## Texte proposé
----------------

Je n'ai découvert que cette année le 
Morse de Tomas Alfredson, sorti en 2008, que John Carpenter cite souvent depuis sa sortie comme 
la
 réussite du cinéma de genre de ces vingt dernières années quand on lui pose la question (environ 6 fois par jour depuis quarante ans). On peut le piger. 
J'ai aimé ce film, qui n'est pas le seul à le faire mais qui intègre avec finesse et intelligence le mythe des
 vampires dans la société contemporaine sous une forme plutôt réaliste, à travers la relation entre un 
jeune garçon suédois de 12 ans, Oskar (Kåre Hedebrant), victime de harcèlement scolaire, 
et une gamine, Eli (Lina Leandersson), du même âge, récemment installée dans le même 
bâtiment avec son "père". Eli s'avère assez vite être une petite vampire. Elle vit recluse 
dans sa chambre et la nuit venue ose fouler la cour de 
l'immeuble où elle erre, pâle et les yeux dilatés, pieds nus dans la 
neige et le froid qui ne l'atteint pas. 
 
 
C'est là qu'elle rencontre 
Oskar. Lui passe son temps sur un portique pour enfant à fantasmer et 
mimer le poignardage vengeur de ses harceleurs. Ils font connaissance. Oskar
prête son Rubik's cube à Eli. Après leurs échanges, elle rentre chez 
elle, où son tuteur (Per Ragnar) la fournit régulièrement en sang frais après avoir 
commis de sordides meurtres dans les environs. Rassasiée, Eli communique
 encore avec Oskar, en morse, à travers le mur mitoyen de leurs 
chambres. Voilà pour les prémices du scénario de Morse, sans trop en dire sur le deuxième assassinat commis par
 le fournisseur en hémoglobine d'Eli, d'un pilier de bar du coin, qui 
tourne plutôt mal, et dont un voisin est témoin, ni sur la révolte pour le moins radicale d'Oskar face
 à son principal agresseur. Non, plutôt dire un mot de ce plan du film 
d'Alfredson qui m'a ramené non pas en 2008, son "acte de 
naissance", mais en 2006, deux ans avant la sortie de Morse, et à un autre film sorti cette année-là, vous l'aurez compris, il s'agit de Cœurs,
 d'Alain Resnais, que, quant à lui, j'ai vu à sa sortie, il y a 14 ans 
donc, deux ou trois fois même, je crois, une au cinéma puis dans chez moi, mais 
que je n'ai pas revu depuis.

----------------

## Données fournies
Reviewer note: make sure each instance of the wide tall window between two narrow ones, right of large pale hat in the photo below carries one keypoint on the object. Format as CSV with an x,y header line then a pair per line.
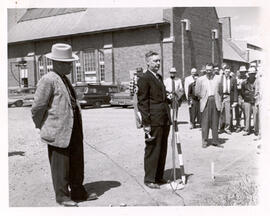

----------------

## Travail demandé
1. Répondez à ces questions sur le texte proposé :
(a) En quelle année le film Morse de Tomas Alfredson est-il sorti ?
(b) Quel objet Oskar prête-t-il à Eli ?
(c) Quel film sorti en 2006 un plan du film d'Alfredson rappelle-t-il ?
2. Reproduisez fidèlement le passage du texte proposé qui va de "Je n'ai découvert" à "peut le piger.".

## Corrigé
1.
(a) En 2008.
(b) Son Rubik's cube.
(c) Cœurs, d'Alain Resnais.

2.
Je n'ai découvert que cette année le 
Morse de Tomas Alfredson, sorti en 2008, que John Carpenter cite souvent depuis sa sortie comme 
la
 réussite du cinéma de genre de ces vingt dernières années quand on lui pose la question (environ 6 fois par jour depuis quarante ans). On peut le piger.